_SHORT PROBLEM_
Show each line of the material below that contains the string "plastic", copied in full. Treat the match as case-sensitive.
'''
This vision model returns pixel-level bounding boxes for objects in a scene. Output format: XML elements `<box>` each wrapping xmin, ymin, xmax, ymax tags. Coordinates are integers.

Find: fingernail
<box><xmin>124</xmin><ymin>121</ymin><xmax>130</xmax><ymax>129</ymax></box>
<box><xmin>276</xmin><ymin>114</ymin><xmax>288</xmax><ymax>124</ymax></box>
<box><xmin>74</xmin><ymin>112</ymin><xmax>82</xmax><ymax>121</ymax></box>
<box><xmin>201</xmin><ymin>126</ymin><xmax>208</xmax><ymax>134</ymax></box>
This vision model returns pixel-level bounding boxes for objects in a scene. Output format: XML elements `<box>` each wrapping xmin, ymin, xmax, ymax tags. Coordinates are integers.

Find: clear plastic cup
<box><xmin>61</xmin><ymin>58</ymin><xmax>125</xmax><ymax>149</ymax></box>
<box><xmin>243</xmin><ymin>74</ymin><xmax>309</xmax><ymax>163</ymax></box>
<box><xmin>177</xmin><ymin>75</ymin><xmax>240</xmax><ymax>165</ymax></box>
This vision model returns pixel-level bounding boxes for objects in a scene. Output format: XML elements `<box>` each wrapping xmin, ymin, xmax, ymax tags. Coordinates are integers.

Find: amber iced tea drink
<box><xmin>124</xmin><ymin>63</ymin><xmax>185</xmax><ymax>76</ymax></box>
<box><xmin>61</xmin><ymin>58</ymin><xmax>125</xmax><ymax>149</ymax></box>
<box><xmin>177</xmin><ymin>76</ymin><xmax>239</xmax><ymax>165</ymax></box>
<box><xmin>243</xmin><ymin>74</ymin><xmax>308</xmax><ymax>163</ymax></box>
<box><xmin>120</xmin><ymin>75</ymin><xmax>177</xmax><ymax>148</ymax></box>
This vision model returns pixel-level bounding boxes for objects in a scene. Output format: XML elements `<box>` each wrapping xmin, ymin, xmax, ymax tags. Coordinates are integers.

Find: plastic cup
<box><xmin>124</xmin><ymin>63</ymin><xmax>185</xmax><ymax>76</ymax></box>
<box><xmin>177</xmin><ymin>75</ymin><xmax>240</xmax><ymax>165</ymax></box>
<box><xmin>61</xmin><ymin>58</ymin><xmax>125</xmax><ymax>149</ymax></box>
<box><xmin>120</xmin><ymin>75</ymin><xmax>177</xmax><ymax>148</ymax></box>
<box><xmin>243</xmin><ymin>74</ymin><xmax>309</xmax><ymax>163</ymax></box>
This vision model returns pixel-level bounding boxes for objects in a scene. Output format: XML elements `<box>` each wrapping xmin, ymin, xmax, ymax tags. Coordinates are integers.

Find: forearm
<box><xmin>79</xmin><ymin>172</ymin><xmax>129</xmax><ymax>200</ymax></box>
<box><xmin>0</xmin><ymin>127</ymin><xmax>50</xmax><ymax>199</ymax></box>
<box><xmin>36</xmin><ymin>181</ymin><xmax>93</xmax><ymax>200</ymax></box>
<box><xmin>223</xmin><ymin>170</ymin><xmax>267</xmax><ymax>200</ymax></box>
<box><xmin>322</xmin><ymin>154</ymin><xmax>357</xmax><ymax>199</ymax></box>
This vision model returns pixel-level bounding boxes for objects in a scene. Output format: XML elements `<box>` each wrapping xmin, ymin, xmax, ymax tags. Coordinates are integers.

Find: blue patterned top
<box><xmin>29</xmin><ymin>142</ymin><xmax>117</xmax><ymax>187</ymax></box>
'''
_ANSWER TO THE PROBLEM_
Find: clear plastic cup
Find: plastic cup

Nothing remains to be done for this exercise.